Assigned task 1.
Summarize the blog post on a vanilla Llama 3 implementation in two sentences.
Assigned task 2.
In the Llama 3 blog post, which model name is passed to the Hugging Face text-generation pipeline?
Assigned task 3.
From the Llama 3 blog post, return the passage starting at "import transformers" and ending at "set_seed(42)".

Source passage.
I just finished watching Andrej Karpathy’s video Let’s reproduce GPT-2 (124M). It is fascinating to break down complex LLM systems into such a simplified version so that everyone with basic machine learning knowledge can understand it. I’m not an LLM researcher, but it doesn’t seem difficult to break down some open-source LLMs since there are dozens of public codes and blogs available. In this blog, I will show a vanilla Llama 3 implementation, which loads the pre-trained weights into the network, ensuring the output matches the output from the Hugging Face implementation. I’m doing all this just for fun. However, if there are any mistakes, don’t hesitate to let me know.

HuggingFace LLama 3

First, we’ll work with the Hugging Face GPT. The goals are:

  1. To know the exact network layers of the Llama 3 pre-trained model, so we can build a compatible model.
  2. To get the generated answer from the original Llama 3 model, so we can compare our results with it and verify our implementation.

First, we print the names of each Llama 3 layer:

Then, we get an example output from the Hugging Face Llama 3.

import transformers
import torch
from transformers import set_seed

pipeline = transformers.pipeline(
  "text-generation",
  model="meta-llama/Meta-Llama-3-8B-Instruct",
  device="cuda",
  use_cache=False,
)

set_seed(42)
output = pipeline("Hello, I'm a language model,", max_length=100, num_return_sequences=1, truncation=True, do_sample=False)
print(output)

# --------------------------------------------------------------------------------------------------- #
# output:
[{'generated_text': "Hello, I'm a language model, and I'm here to help you with your questions. I can provide information on a wide range of topics, from science and history to entertainment and culture. I can also help you with language-related tasks, such as grammar and vocabulary practice, and even assist with writing and proofreading. So, what's on your mind? What do you want to talk about or ask me? I'm all ears!"}]

My vanilla LLama 3

Here is my vanilla Llama 3. Some code is learned from or directly borrowed from the HuggingFace Llama 3 implementation or the Meta Llama 3 GitHub repository.

Supplied entries.
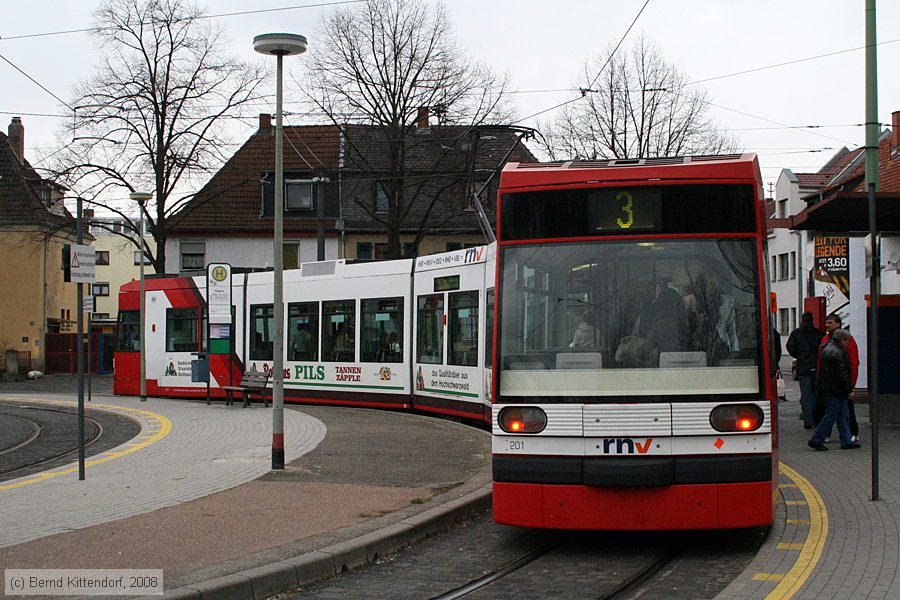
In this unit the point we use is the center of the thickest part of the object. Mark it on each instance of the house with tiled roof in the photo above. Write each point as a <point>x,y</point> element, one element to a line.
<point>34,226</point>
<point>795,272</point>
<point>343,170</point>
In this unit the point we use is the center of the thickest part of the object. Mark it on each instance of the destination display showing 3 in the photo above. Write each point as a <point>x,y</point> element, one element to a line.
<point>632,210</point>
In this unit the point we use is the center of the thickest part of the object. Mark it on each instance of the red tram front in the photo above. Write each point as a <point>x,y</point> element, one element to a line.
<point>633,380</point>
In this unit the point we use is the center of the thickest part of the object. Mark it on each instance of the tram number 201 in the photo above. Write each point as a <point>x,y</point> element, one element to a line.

Answer area 1.
The post presents a plain Llama 3 implementation that loads the pre-trained weights into the network and checks that its output matches the output of the Hugging Face implementation. It first uses the Hugging Face model to learn the exact network layers and to get a reference answer for comparison, then gives the vanilla version, some of whose code is borrowed from the Hugging Face implementation or the Meta Llama 3 GitHub repository.

Answer area 2.
meta-llama/Meta-Llama-3-8B-Instruct

Answer area 3.
import transformers
import torch
from transformers import set_seed

pipeline = transformers.pipeline(
  "text-generation",
  model="meta-llama/Meta-Llama-3-8B-Instruct",
  device="cuda",
  use_cache=False,
)

set_seed(42)